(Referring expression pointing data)

○ ○ ○ ○ ○ ○ ○

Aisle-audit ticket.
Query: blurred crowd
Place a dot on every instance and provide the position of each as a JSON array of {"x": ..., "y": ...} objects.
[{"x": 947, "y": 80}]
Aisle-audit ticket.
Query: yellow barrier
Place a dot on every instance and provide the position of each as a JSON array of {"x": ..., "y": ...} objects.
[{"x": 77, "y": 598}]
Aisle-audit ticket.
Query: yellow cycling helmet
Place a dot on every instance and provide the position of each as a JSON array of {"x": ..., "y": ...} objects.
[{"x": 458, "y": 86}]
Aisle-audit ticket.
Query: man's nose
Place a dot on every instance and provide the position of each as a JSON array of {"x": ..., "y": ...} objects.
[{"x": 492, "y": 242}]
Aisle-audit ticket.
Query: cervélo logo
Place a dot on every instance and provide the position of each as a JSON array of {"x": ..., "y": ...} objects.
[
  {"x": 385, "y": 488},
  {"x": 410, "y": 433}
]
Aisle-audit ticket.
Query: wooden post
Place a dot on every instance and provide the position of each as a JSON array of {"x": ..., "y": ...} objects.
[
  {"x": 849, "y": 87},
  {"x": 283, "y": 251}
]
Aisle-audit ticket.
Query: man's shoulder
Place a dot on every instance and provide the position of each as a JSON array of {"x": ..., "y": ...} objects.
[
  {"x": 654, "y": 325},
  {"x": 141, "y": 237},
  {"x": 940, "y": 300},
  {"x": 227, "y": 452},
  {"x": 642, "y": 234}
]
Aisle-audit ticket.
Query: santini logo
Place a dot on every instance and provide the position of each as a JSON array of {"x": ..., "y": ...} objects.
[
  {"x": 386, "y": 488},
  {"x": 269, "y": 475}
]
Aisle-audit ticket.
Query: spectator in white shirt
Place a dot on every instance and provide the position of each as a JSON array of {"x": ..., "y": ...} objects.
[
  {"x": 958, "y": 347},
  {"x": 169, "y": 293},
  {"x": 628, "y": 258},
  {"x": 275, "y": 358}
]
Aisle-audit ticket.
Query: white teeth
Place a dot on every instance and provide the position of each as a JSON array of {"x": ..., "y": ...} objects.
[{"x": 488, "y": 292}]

○ ○ ○ ○ ○ ○ ○

Work item:
Copy each line from the entries above that has the word "Query" in it.

Answer area:
Query: blurred crowd
Query: yellow barrier
Query: yellow cycling helmet
Query: man's nose
Query: cervélo logo
Query: wooden post
Query: man's shoulder
Query: santini logo
Query: spectator in white shirt
Query: white teeth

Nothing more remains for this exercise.